**PROBLEM DESCRIPTION**
The whole of the data is to be reproduced exactly.

**DATA TO PROCESS**
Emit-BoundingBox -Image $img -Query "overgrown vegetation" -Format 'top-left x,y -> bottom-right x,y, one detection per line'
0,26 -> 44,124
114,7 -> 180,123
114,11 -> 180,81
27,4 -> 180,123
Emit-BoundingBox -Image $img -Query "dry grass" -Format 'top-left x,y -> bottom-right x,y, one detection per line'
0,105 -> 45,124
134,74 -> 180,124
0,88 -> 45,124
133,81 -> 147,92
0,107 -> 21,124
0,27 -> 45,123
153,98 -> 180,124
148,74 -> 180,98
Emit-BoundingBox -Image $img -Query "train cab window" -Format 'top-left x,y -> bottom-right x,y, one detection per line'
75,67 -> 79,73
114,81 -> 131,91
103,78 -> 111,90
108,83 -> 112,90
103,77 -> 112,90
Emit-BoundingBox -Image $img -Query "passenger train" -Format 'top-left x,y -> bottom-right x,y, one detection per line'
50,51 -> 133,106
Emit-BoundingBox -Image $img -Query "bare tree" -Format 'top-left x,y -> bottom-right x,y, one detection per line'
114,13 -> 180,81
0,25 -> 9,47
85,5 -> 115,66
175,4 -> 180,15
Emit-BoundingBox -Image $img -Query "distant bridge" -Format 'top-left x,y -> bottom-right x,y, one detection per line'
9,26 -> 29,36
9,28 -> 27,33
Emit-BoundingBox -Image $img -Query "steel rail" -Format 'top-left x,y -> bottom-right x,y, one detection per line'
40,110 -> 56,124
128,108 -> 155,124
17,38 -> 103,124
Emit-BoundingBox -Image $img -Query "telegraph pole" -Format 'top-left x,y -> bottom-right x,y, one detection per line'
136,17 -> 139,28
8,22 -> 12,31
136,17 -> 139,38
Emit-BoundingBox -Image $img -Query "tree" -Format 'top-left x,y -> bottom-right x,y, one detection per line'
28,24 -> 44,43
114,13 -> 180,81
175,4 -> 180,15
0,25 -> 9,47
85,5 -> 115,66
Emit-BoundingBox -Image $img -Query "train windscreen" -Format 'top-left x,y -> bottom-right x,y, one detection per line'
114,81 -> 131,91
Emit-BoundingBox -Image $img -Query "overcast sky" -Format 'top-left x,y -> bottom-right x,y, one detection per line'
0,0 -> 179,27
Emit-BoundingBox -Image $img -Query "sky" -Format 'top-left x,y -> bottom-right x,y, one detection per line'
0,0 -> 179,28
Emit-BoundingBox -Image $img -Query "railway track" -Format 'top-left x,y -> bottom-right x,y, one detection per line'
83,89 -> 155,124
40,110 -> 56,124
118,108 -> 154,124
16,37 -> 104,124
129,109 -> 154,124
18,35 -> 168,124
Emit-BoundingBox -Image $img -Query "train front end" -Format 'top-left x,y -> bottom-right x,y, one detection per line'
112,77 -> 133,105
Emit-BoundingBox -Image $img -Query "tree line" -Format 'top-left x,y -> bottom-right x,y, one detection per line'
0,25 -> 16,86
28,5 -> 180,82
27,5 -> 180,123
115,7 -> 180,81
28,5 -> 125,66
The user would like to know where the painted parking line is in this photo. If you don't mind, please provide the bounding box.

**SOLUTION TO THIS PROBLEM**
Emit-BoundingBox -Image $img -Query "overgrown vegetation" -Format 'top-left x,y -> bottom-right x,y, one detection per line'
0,26 -> 44,124
114,7 -> 180,123
114,11 -> 180,81
27,4 -> 180,123
Emit-BoundingBox -Image $img -Query "dry grass" -Format 'top-left x,y -> bottom-right x,y, one detection per line'
0,105 -> 45,124
134,74 -> 180,124
0,88 -> 45,124
133,81 -> 147,92
0,107 -> 21,124
0,27 -> 45,123
153,98 -> 180,124
148,74 -> 180,98
Emit-BoundingBox -Image $img -Query "train cab window" -Format 'top-left x,y -> bottom-right x,y, one detection per line'
75,67 -> 79,73
114,81 -> 131,91
103,78 -> 111,90
108,83 -> 112,90
103,77 -> 112,90
Emit-BoundingBox -Image $img -Query "passenger train" -Format 'top-left x,y -> bottom-right x,y, one detection per line'
50,51 -> 133,106
Emit-BoundingBox -Image $img -Query "bare tree" -Format 'top-left x,y -> bottom-right x,y, one detection per line'
114,13 -> 180,81
0,25 -> 9,47
85,5 -> 115,66
175,4 -> 180,15
Emit-BoundingBox -Image $img -Query "distant bridge" -Format 'top-left x,y -> bottom-right x,y, one detection per line'
9,26 -> 29,36
9,28 -> 27,33
Emit-BoundingBox -Image $img -Query "steel rail" -Format 'top-left x,y -> bottom-right x,y, one detection per line'
40,110 -> 56,124
128,108 -> 155,124
17,38 -> 103,124
Emit-BoundingBox -Image $img -Query "telegraph pole" -Format 'top-left x,y -> bottom-right x,y, one detection per line'
136,17 -> 139,28
8,22 -> 12,31
136,17 -> 139,38
Emit-BoundingBox -Image $img -Query "tree" -Format 'top-left x,y -> bottom-right x,y, one detection per line'
28,24 -> 44,43
114,13 -> 180,81
175,4 -> 180,15
0,25 -> 9,47
85,5 -> 115,66
Emit-BoundingBox -Image $img -Query "train windscreen" -Format 'top-left x,y -> bottom-right x,y, one detection per line'
114,81 -> 131,91
Emit-BoundingBox -Image $img -Query "overcast sky" -Format 'top-left x,y -> bottom-right x,y, one detection per line'
0,0 -> 179,27
Emit-BoundingBox -Image $img -Query "sky" -Format 'top-left x,y -> bottom-right x,y, one detection per line'
0,0 -> 179,28
Emit-BoundingBox -Image $img -Query "railway track" -Format 'top-left x,y -> bottom-right x,y, one detection per line'
83,89 -> 155,124
40,110 -> 56,124
118,108 -> 154,124
16,37 -> 104,124
129,109 -> 154,124
18,35 -> 168,124
Emit-BoundingBox -Image $img -Query "train front end" -Format 'top-left x,y -> bottom-right x,y, one detection per line'
112,77 -> 133,105
Emit-BoundingBox -Image $img -Query "tree line" -Format 'top-left x,y -> bottom-right x,y, one detection per line'
0,25 -> 16,86
28,5 -> 180,82
27,5 -> 180,123
115,7 -> 180,81
28,5 -> 125,66
The user would like to know where the painted parking line is in this photo. If you don't mind, please provide the bounding box.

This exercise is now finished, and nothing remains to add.